- [Görevleriniz]
a – Verilen metne göre anlatıcı 1990'larda hangi sebeple sürekli Londra'da bulunuyordu?
b – Verilen metinde anlatıcı deniz, tekne ve olta olayından bıktığını söylüyor. Metnin bu bıkkınlık için gösterdiği sebebi bir iki cümleyle açıklayın.
c – Verilen metinde "Advertisement" ile "Olabildiğince tarafsız olarak." arasındaki kısmı, bu ifadeler de dahil olmak üzere kelimesi kelimesine yazın.

- [Verilen Metin]
# # # #
Advertisement

1990’larda şu an aramızda bulunmayan ama her zaman bir Cumhuriyet Kadını olarak hatırlayacağım annemin tedavisi için sürekli Londra’da bulunuyordum. 20’li yaşlarda bir delikanlı olarak futbol, tenis ve basketbola ilgi duyuyor ancak motor sporlarıyla alakalı bir heves taşımıyordum. 1970’lerden 1980’lerin ortasına kadar da Yeniköy’de bir yalıda oturduğumuz için, deniz-tekne-olta olayından bıkkınlık gelmişti açıkçası. Her sabah iskelede yoklama vermek o günlerden aklımda kalan yegane anıdır. Zaten o gün bugündür deniz ve motor olayından fazla haz etmem. En güzel tekne tanıdıkların teknesidir benim için. Yine de merak etmeyin, elimden geldiğince denizle ilgili de yazmaya çalışacağım. Olabildiğince tarafsız olarak.
# # # #
- [Mevcut Veriler]
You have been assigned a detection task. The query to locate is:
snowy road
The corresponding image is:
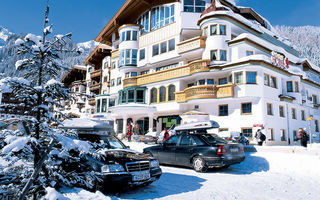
# # # #
- [Görevlerin Çözümleri]
a – Annesinin tedavisi için.

b – Anlatıcının ailesi 1970'lerden 1980'lerin ortasına kadar Yeniköy'de bir yalıda oturmuştu. Bu yüzden anlatıcı deniz, tekne ve olta olayından bıkmıştı.

c –
Advertisement

1990’larda şu an aramızda bulunmayan ama her zaman bir Cumhuriyet Kadını olarak hatırlayacağım annemin tedavisi için sürekli Londra’da bulunuyordum. 20’li yaşlarda bir delikanlı olarak futbol, tenis ve basketbola ilgi duyuyor ancak motor sporlarıyla alakalı bir heves taşımıyordum. 1970’lerden 1980’lerin ortasına kadar da Yeniköy’de bir yalıda oturduğumuz için, deniz-tekne-olta olayından bıkkınlık gelmişti açıkçası. Her sabah iskelede yoklama vermek o günlerden aklımda kalan yegane anıdır. Zaten o gün bugündür deniz ve motor olayından fazla haz etmem. En güzel tekne tanıdıkların teknesidir benim için. Yine de merak etmeyin, elimden geldiğince denizle ilgili de yazmaya çalışacağım. Olabildiğince tarafsız olarak.